◆ **OBJECTIVE**:
Return, unchanged, the lines of the data that start at the line containing "target | player in background walking" and run through the last line of the data.

— start of STORED RECORDS —

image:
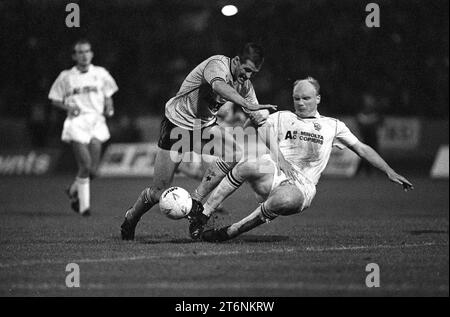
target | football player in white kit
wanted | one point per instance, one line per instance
(285, 180)
(85, 93)
(190, 115)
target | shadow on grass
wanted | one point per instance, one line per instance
(419, 232)
(239, 240)
(38, 213)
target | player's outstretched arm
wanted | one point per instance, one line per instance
(71, 110)
(267, 135)
(230, 94)
(109, 107)
(369, 154)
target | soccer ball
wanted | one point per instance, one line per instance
(175, 203)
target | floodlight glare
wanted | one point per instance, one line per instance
(229, 10)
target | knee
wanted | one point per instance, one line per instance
(151, 194)
(287, 200)
(247, 168)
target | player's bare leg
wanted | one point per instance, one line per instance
(95, 149)
(80, 189)
(166, 164)
(258, 173)
(223, 144)
(284, 200)
(228, 153)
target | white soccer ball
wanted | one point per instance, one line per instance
(175, 203)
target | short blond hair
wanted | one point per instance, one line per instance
(310, 80)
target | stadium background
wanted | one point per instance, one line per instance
(149, 46)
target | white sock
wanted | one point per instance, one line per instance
(83, 193)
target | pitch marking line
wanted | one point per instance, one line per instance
(195, 286)
(175, 255)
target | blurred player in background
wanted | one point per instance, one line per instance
(285, 181)
(85, 93)
(204, 91)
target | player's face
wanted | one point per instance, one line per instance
(244, 71)
(83, 54)
(305, 99)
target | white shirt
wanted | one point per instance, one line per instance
(86, 90)
(307, 143)
(197, 100)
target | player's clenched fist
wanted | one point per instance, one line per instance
(259, 117)
(73, 111)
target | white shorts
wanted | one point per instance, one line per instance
(306, 187)
(84, 128)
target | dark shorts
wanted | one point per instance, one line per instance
(189, 143)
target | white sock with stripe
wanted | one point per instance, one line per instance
(84, 193)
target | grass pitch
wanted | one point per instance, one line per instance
(322, 252)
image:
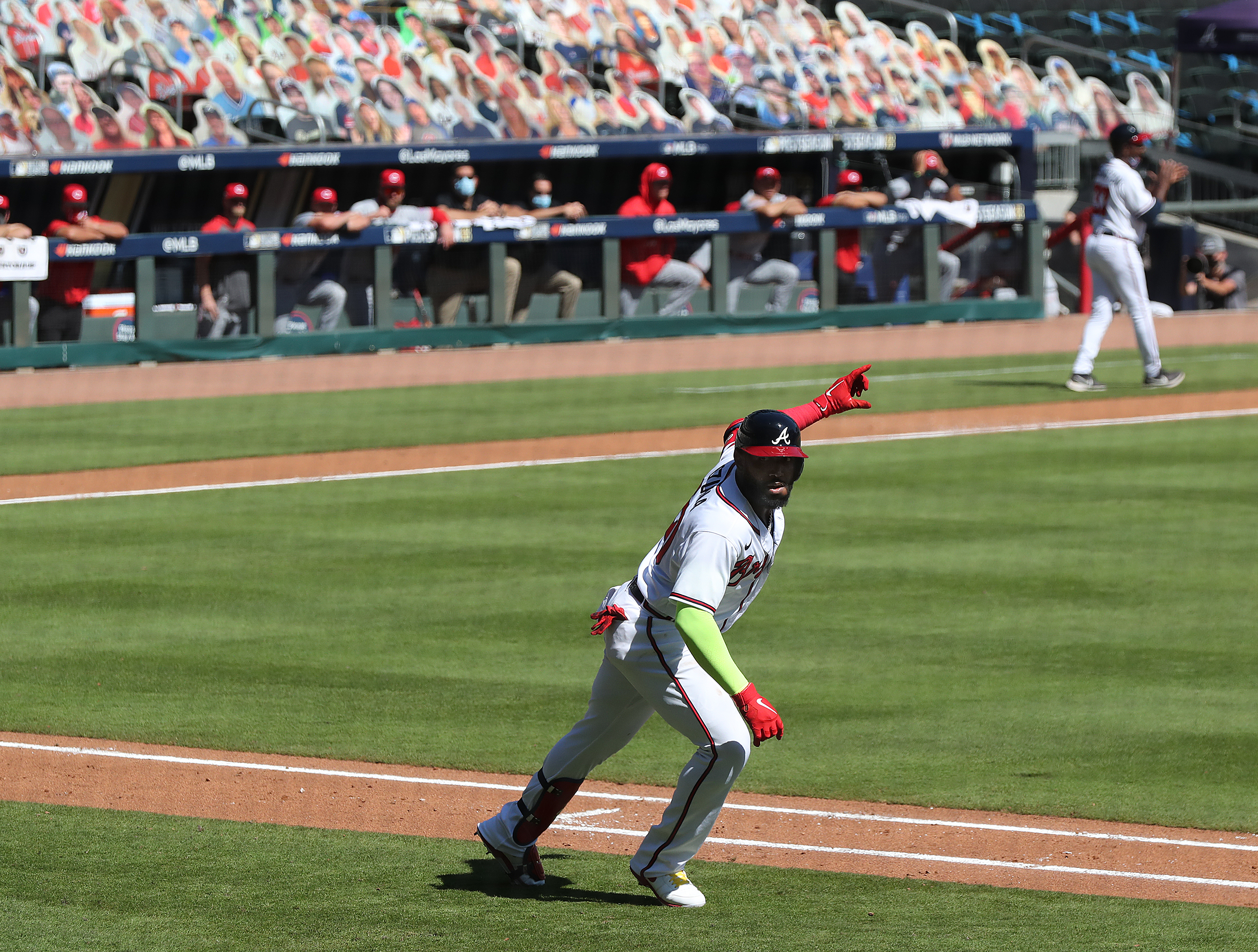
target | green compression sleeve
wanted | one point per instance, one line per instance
(706, 643)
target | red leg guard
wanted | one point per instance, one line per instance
(555, 796)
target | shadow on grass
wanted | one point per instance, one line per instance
(487, 877)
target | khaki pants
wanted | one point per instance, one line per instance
(447, 287)
(548, 280)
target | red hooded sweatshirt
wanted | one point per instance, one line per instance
(642, 258)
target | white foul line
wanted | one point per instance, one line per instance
(646, 454)
(632, 798)
(929, 858)
(945, 375)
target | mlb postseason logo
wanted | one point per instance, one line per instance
(869, 141)
(808, 143)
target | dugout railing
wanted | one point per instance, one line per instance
(148, 251)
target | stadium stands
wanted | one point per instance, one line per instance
(125, 74)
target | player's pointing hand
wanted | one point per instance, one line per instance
(843, 394)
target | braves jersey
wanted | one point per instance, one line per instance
(1120, 193)
(716, 554)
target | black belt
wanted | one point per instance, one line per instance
(636, 594)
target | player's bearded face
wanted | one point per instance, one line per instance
(768, 481)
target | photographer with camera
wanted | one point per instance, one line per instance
(1219, 286)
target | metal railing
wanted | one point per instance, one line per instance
(257, 134)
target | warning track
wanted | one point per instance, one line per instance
(880, 839)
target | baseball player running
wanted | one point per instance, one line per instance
(1123, 208)
(665, 652)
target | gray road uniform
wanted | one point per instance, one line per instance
(749, 267)
(359, 266)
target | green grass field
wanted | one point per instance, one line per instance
(51, 439)
(1053, 623)
(111, 881)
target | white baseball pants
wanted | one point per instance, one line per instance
(647, 669)
(1118, 275)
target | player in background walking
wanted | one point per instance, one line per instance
(847, 253)
(1123, 209)
(665, 652)
(747, 262)
(359, 266)
(1221, 286)
(61, 295)
(648, 262)
(223, 280)
(311, 277)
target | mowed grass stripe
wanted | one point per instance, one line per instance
(105, 879)
(1052, 623)
(91, 437)
(325, 470)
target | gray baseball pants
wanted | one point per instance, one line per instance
(682, 280)
(748, 271)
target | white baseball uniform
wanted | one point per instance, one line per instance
(1112, 253)
(715, 556)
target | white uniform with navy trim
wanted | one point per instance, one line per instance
(1112, 253)
(716, 555)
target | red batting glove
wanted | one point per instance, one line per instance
(842, 395)
(759, 714)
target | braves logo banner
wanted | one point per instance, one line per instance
(23, 258)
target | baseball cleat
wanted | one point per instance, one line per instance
(674, 890)
(1167, 379)
(1083, 384)
(524, 869)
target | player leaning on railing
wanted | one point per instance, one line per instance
(665, 652)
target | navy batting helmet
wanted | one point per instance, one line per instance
(770, 433)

— end of STORED RECORDS —

◆ **TASK RESPONSE**:
target | player in background walking
wanted | one point per instance, one line per instance
(847, 253)
(1123, 209)
(665, 652)
(747, 262)
(359, 266)
(1221, 286)
(61, 295)
(648, 262)
(223, 280)
(311, 277)
target | mowed grass stripe
wanted | one point per instance, one line per instance
(105, 879)
(1052, 623)
(91, 437)
(325, 470)
target | gray baseball pants
wanted | one point per instance, one line per instance
(682, 280)
(748, 271)
target | white baseball uniform
wanted | one point per instance, one line per instance
(1112, 253)
(715, 556)
target | white uniform with navy trim
wanted | one point per instance, one line per instance
(1112, 253)
(716, 555)
target | red batting glove
wanted | one point per instance, one line per instance
(842, 395)
(759, 714)
target | braves logo banner
wanted | one point per instance, one line per instance
(23, 258)
target | baseball cleat
wanted | one point per instance, one line per instance
(674, 890)
(1167, 379)
(1083, 384)
(524, 869)
target | player leaning on railing
wanted | one point per instance, one line per instance
(665, 652)
target | navy batting helmet
wanted | one point per instance, one line per instance
(770, 433)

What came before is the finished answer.